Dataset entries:

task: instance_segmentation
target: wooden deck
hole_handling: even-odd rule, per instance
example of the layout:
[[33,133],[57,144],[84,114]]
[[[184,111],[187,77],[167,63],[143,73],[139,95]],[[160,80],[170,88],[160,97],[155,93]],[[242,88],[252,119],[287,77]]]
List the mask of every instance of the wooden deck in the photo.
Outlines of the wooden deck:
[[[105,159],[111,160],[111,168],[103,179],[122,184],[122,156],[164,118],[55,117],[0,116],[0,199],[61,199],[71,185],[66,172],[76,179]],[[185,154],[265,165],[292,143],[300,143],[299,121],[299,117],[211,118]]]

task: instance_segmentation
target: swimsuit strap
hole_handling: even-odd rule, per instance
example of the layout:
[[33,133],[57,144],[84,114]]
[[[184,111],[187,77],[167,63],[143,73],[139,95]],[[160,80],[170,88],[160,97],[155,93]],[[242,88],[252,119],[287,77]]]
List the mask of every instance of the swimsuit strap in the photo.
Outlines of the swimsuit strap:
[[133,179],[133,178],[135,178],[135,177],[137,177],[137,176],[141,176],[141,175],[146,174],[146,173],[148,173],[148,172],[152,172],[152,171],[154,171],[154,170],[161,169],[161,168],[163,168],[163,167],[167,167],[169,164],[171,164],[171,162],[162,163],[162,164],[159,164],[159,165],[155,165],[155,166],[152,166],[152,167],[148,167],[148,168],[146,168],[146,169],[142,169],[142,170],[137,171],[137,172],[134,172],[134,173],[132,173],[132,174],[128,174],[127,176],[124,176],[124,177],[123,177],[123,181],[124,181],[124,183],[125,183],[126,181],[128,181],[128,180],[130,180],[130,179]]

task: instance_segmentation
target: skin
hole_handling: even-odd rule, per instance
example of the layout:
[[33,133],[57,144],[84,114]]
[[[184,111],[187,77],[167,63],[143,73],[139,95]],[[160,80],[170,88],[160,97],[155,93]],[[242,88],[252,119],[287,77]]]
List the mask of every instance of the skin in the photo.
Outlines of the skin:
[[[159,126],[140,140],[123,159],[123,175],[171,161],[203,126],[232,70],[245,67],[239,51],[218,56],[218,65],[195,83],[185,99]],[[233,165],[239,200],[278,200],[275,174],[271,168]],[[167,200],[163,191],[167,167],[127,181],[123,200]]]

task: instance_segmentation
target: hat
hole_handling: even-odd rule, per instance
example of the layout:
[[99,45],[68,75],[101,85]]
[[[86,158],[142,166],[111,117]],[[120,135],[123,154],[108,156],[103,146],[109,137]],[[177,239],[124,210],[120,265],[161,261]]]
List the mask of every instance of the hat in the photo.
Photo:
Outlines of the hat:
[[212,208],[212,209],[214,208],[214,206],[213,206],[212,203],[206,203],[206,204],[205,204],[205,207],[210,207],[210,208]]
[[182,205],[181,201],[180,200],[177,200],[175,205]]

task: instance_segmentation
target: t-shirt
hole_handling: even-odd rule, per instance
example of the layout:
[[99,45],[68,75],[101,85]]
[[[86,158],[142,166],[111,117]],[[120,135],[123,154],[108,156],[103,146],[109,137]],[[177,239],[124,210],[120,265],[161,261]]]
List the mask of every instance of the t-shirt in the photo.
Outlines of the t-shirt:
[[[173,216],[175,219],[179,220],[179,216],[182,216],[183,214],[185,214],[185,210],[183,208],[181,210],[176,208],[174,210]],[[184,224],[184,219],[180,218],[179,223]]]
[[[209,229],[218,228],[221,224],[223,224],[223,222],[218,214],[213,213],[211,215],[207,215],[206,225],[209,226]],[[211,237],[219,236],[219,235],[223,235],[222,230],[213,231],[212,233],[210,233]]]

WORK REQUEST:
From the first line of the data above to the line holding "List the mask of every instance of the swimsuit", reproduce each line exactly; emit no other lines.

SOLVED PROBLEM:
task: instance_segmentation
target: wooden deck
hole_handling: even-odd rule, per instance
example of the layout:
[[33,133],[57,144],[84,114]]
[[[184,111],[187,77],[167,63],[143,73],[139,95]],[[160,80],[170,88],[160,97],[155,93]],[[242,88],[252,119],[287,77]]]
List the mask of every instance of the wooden deck in the photo.
Outlines of the wooden deck:
[[[105,159],[111,160],[111,168],[103,179],[122,184],[122,156],[164,118],[55,117],[0,116],[0,199],[61,199],[71,185],[66,172],[76,179]],[[185,154],[265,165],[292,143],[300,143],[299,121],[299,117],[211,118]]]

task: instance_segmentation
target: swimsuit strap
hole_handling: even-odd rule, per instance
example of the layout:
[[33,133],[57,144],[84,114]]
[[[184,111],[187,77],[167,63],[143,73],[139,95]],[[160,80],[170,88],[160,97],[155,93]],[[242,88],[252,119],[287,77]]]
List the mask of every instance of the swimsuit strap in the photo.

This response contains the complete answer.